▸ Exercise task:
Carry on the forum thread about Phormingochilus sp. rufus from the point where it stops.

[START Passage to read]

# Looking for any info on Phormingochilus sp. rufus.



## GraveWolf (Apr 1, 2018)

So I just won a spiderling last night for free from a contest and I will be receiving a Phormingochilus sp. rufus. I'm admittedly a bit new to the hobby still, but I'm excited to take it on. The only issue is, is that Google brings up very little information on the species.

Does anyone have any information on it so I know what I'm getting into? Care, housing, temperment, anything?


----------



## Venom1080 (Apr 1, 2018)

One of the most advanced species out there. 

Similar to Lampropelma. And kept the same way. They will burrow, so provide a few inches of sub for a sling. They appreciate some humidity as well. They are arboreal spiders, so a taller cage is required. I'd use a 16oz deli for a sling. 

Venom is nasty. Temperament can be too.

Not a good one for a beginner..

Reactions: Like 1 | Agree 5 | Informative 2


----------



## GraveWolf (Apr 1, 2018)

[END Passage to read]
[START Listed entries]

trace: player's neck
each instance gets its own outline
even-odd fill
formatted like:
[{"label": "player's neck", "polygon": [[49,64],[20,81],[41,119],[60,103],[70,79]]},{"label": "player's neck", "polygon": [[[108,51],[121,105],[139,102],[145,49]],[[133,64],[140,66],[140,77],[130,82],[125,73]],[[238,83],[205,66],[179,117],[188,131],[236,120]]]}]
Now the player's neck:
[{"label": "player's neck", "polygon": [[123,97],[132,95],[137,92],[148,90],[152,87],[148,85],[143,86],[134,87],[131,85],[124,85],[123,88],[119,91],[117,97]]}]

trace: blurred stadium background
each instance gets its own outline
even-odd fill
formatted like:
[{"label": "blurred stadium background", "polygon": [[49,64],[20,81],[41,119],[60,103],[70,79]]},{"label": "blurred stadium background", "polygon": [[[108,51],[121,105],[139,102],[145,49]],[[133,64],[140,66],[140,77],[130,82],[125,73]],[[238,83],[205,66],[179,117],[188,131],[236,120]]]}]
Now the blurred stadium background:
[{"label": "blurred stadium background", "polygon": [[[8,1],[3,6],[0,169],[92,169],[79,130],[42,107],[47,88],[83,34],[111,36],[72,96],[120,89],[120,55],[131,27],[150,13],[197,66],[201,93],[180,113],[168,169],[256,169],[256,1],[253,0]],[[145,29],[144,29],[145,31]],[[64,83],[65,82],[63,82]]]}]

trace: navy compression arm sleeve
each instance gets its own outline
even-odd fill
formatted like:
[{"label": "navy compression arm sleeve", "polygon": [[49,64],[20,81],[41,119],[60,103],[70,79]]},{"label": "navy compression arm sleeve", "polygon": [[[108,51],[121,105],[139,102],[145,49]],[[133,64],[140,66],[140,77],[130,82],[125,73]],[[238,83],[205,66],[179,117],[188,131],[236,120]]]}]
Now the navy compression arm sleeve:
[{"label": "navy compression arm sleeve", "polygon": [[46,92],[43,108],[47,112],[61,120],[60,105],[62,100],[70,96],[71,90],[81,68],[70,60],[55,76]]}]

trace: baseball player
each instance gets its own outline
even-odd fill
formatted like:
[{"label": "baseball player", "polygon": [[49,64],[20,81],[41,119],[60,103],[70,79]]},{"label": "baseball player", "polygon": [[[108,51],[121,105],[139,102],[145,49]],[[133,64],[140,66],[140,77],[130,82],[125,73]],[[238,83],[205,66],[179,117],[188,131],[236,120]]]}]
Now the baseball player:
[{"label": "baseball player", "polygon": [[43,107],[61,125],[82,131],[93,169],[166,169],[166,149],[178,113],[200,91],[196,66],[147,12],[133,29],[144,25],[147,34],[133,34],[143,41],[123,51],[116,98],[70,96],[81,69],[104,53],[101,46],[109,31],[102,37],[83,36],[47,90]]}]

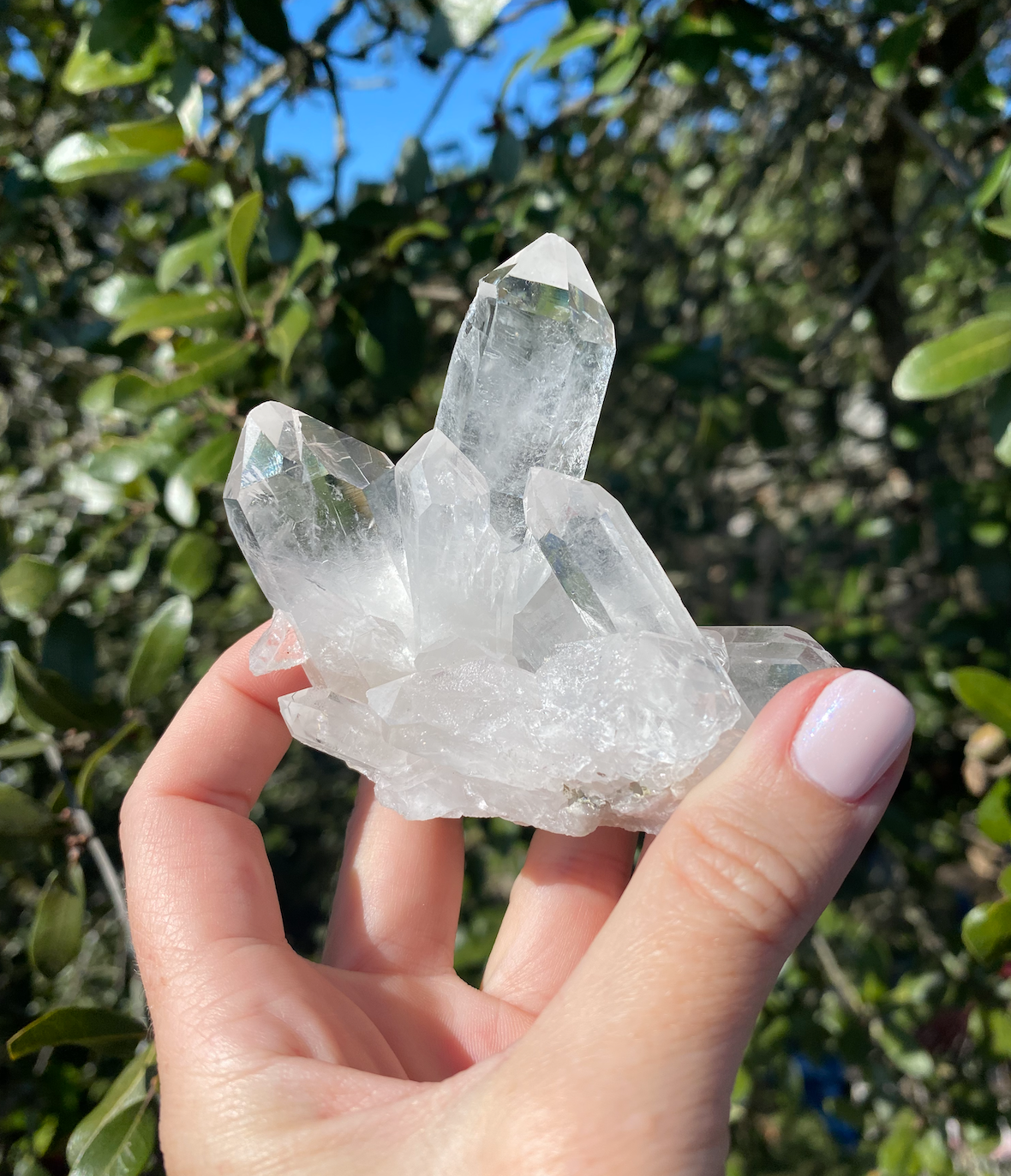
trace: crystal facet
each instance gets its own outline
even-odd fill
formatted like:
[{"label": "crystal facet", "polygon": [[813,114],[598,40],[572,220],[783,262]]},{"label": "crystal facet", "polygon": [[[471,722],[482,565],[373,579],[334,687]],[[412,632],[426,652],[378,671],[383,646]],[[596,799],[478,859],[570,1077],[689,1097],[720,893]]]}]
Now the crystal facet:
[{"label": "crystal facet", "polygon": [[396,467],[283,405],[246,420],[226,508],[275,609],[250,668],[303,664],[292,733],[404,816],[655,831],[777,689],[835,664],[796,629],[699,630],[582,480],[612,359],[549,234],[478,286]]}]

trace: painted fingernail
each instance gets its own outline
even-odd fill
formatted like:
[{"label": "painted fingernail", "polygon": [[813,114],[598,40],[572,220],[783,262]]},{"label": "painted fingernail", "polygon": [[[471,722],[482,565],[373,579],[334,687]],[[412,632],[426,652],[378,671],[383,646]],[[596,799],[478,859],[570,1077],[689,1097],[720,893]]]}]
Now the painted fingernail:
[{"label": "painted fingernail", "polygon": [[909,700],[875,674],[856,669],[830,682],[794,736],[794,763],[844,801],[857,801],[912,734]]}]

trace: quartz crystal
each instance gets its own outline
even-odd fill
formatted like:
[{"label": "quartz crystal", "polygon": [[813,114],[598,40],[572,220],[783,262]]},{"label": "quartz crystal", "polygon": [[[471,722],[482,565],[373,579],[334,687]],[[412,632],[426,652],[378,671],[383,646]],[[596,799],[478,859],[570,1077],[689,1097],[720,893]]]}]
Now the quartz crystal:
[{"label": "quartz crystal", "polygon": [[796,629],[699,630],[583,480],[612,360],[548,234],[478,285],[395,467],[284,405],[246,419],[225,503],[275,610],[250,668],[304,666],[292,733],[407,817],[656,831],[777,689],[836,664]]}]

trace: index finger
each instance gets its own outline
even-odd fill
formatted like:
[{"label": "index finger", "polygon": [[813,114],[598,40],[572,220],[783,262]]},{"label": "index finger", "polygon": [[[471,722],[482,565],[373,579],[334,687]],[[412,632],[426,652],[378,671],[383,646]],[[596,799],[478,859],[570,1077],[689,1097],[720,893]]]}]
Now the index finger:
[{"label": "index finger", "polygon": [[254,677],[260,629],[201,679],[133,782],[120,813],[130,929],[149,994],[225,940],[282,943],[260,830],[249,821],[292,736],[277,697],[301,669]]}]

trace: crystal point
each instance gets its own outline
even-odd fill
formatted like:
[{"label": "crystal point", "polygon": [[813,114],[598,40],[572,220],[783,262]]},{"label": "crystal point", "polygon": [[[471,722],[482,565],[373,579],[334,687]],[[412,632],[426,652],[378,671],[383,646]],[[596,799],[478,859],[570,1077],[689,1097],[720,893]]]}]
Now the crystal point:
[{"label": "crystal point", "polygon": [[785,627],[696,628],[623,507],[582,480],[614,328],[548,234],[489,274],[436,428],[396,467],[280,403],[246,419],[232,529],[304,666],[292,734],[410,818],[656,831],[771,695],[835,664]]}]

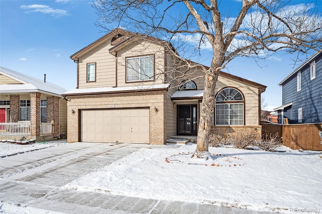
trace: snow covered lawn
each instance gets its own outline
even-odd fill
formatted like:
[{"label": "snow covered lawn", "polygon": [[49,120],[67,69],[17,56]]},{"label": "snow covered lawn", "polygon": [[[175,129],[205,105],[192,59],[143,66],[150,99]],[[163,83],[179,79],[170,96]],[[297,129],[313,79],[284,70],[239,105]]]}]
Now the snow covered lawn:
[{"label": "snow covered lawn", "polygon": [[31,152],[39,149],[66,144],[66,140],[51,141],[41,143],[36,142],[26,145],[3,142],[0,141],[0,157],[4,157],[24,152]]},{"label": "snow covered lawn", "polygon": [[261,211],[322,211],[321,152],[211,147],[206,161],[190,158],[195,148],[142,149],[65,187]]}]

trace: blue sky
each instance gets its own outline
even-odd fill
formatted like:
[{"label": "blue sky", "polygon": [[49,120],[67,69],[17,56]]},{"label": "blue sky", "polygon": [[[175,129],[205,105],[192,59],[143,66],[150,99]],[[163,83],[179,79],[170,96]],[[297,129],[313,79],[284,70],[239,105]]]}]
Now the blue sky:
[{"label": "blue sky", "polygon": [[[322,1],[315,3],[322,8]],[[0,0],[0,65],[41,79],[46,73],[47,81],[67,90],[75,88],[76,64],[69,56],[106,33],[95,25],[98,16],[91,4],[80,0]],[[236,0],[221,4],[233,14],[242,3]],[[202,53],[198,62],[210,65],[211,53],[205,50]],[[282,104],[278,83],[296,68],[291,59],[295,56],[280,52],[257,63],[253,59],[236,58],[223,71],[267,86],[263,94],[265,102],[277,106]]]}]

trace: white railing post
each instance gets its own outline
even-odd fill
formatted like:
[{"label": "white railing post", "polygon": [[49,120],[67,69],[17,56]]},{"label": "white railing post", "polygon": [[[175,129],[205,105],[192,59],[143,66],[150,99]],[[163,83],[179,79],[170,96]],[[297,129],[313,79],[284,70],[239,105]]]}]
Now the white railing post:
[{"label": "white railing post", "polygon": [[0,123],[0,135],[30,135],[30,121]]},{"label": "white railing post", "polygon": [[40,135],[48,135],[52,133],[52,125],[50,123],[41,123]]}]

[END Listed entries]

▸ Task answer:
Possibly not the greatest for a beginner, haha. I had the guess the species from a picture, not realizing that it was what I was going to get.

But I am determined to take good care of it. I might be newer than some to tarantulas, but not to exotics in general. I keep snakes, lizards, geckos, you name it...so I'm used to all kinds of crazy care requirements.


----------



## Venom1080 (Apr 1, 2018)

GraveWolf said:


> Possibly not the greatest for a beginner, haha. I had the guess the species from a picture, not realizing that it was what I was going to get.
> 
> But I am determined to take good care of it. I might be newer than some to tarantulas, but not to exotics in general. I keep snakes, lizards, geckos, you name it...so I'm used to all kinds of crazy care requirements.


Well they're alot simpler than most exotics. Some semi moist sub and maybe a water dish is all they require for humidity. Some good cross ventilation wouldn't hurt either. Here's some photos of some of my Lampropelma set ups. Will work for phormingochilus just fine.


Since you have a sling, something this size would work better.


I'd feed prekilled mealworms or crickets----little smaller than its legspan for crickets- a few times a week. They're generally very shy, so live would take a long time to watch. And I don't like to waste time.


----------



## GraveWolf (Apr 1, 2018)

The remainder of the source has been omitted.